Given exercise: Please put the part of the data below that opens with the line containing "around the tree?" and closes with the line containing "538,280 -> 553,333" into a numbered list, both of those lines included. Leave out any blank lines.
── Exercise inputs ──
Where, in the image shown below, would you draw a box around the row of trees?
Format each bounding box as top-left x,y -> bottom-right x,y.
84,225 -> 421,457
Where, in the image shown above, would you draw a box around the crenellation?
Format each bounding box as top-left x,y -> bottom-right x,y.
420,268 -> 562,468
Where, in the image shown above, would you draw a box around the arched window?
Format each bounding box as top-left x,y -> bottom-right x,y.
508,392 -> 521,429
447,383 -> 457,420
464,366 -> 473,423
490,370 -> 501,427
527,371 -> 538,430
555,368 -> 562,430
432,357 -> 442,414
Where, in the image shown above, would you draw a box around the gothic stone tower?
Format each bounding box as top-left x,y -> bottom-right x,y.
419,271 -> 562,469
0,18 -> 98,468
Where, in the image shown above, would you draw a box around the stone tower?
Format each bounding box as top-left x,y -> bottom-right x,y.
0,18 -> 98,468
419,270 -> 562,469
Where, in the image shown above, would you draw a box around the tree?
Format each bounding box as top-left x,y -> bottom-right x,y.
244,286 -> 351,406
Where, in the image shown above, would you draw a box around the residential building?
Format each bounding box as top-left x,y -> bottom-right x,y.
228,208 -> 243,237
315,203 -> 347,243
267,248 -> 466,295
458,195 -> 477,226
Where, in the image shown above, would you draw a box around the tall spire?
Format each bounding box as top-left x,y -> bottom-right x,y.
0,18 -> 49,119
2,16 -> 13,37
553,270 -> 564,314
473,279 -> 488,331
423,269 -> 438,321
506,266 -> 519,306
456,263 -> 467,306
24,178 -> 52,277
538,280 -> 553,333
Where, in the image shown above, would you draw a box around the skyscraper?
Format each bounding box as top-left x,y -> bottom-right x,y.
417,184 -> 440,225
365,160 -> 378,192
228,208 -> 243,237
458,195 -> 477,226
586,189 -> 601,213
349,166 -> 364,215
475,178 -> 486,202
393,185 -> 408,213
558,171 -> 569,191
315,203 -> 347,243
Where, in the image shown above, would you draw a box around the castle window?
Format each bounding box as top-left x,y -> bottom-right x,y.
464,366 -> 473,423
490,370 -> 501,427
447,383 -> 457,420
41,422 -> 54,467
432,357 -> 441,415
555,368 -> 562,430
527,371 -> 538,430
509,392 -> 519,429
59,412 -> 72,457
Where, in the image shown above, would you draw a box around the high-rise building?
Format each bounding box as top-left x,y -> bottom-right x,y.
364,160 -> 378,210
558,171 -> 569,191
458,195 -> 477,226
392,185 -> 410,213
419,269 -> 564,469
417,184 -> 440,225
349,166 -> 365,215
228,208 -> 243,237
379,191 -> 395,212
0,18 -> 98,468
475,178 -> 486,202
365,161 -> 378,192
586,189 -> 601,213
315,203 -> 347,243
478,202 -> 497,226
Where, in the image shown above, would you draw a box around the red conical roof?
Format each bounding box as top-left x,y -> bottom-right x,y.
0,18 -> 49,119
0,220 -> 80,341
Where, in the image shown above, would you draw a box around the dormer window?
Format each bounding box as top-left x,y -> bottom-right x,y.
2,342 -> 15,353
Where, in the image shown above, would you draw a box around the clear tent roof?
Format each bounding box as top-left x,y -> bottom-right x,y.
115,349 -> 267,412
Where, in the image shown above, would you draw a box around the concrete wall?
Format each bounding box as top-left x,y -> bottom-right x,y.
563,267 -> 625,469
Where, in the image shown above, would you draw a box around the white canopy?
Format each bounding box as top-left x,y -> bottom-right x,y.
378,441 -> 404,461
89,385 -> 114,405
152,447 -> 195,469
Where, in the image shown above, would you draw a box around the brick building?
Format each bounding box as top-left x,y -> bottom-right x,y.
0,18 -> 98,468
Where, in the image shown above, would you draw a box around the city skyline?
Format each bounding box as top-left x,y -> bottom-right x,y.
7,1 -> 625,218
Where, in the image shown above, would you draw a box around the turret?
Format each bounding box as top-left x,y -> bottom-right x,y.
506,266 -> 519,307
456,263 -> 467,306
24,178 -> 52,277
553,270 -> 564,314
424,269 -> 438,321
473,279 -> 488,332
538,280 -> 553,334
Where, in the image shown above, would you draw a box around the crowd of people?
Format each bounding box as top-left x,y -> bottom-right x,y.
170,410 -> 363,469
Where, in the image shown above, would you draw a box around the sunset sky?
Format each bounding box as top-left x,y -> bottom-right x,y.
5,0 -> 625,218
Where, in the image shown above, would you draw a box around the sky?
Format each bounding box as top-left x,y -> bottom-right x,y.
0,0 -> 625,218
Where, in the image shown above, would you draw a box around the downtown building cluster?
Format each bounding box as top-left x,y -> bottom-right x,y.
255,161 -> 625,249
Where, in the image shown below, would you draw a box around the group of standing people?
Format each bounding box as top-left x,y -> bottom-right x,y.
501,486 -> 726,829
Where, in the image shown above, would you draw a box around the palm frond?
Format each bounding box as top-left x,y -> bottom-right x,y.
───
Task result:
1. Where, in the image shown above, would you draw a box around the tree?
2. Format each bounding box as top-left x,y -> bottom-right x,y.
3. 244,286 -> 351,406
4. Where, in the image shown above, would you draw a box around the residential building?
5. Format each bounding box as top-left x,y -> bottom-right x,y.
6. 228,208 -> 243,237
7. 315,203 -> 347,243
8. 267,248 -> 466,295
9. 458,195 -> 477,226
10. Where, in the image shown above, would you draw a box around the tall spire?
11. Format each bounding box as top-left x,y -> bottom-right x,y.
12. 0,18 -> 49,119
13. 2,16 -> 13,37
14. 553,270 -> 564,314
15. 473,279 -> 488,331
16. 423,269 -> 438,321
17. 506,266 -> 519,306
18. 456,263 -> 467,306
19. 24,178 -> 52,277
20. 538,280 -> 553,333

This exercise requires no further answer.